Short exercise:
Translate this sentence from the article about the school board's emergency stay request into Spanish: "It is not known when Roberts or the Court will make that choice."

Page text:

- - -

Grimm’s attorneys argue there is no basis for the Roberts Court to grant the emergency stay requested by the school board. The board has “utterly failed to demonstrate that it will suffer irreparable harm” if Grimm is allowed to use the boys’ restroom at Gloucester High School while the Roberts Court considers stepping into the case at all, according to Grimm’s attorneys.

Attorneys for the school board filed their request with Chief Justice John Roberts, who handles petitions from the Fourth Circuit. Roberts can rule on the school board’s request to block the lower court decision, or he can refer the request to the entire Court to consider.

It is not known when Roberts or the Court will make that choice.

The Gloucester County School Board has argued that the Obama administration overstepped its authority in protecting transgender student rights. Attorneys for the school board said that overreach began in 2012, when an administration agency issued an opinion that said refusing transgender students access to the bathrooms consistent with their gender identity violated Title IX.

The administration expanded that opinion in October 2015 and filed a friend of the court brief on Grimm’s behalf with the Fourth Circuit, arguing it was the administration’s position that the school board’s policy violated federal law.

The administration again expanded that opinion in May this year into a directive stating that should publicly funded schools deny transgender students access to facilities that conform to students’ gender identity, they would be in violation of federal law, subject to lawsuits, and risking their federal funding.

The Fourth Circuit relied heavily on these actions in initially siding with Grimm earlier this year.

- - -

Dataset section:
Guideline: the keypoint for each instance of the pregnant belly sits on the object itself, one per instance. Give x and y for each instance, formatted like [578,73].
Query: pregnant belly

- - -

Output below:
No se sabe cuándo Roberts o el Tribunal tomarán esa decisión.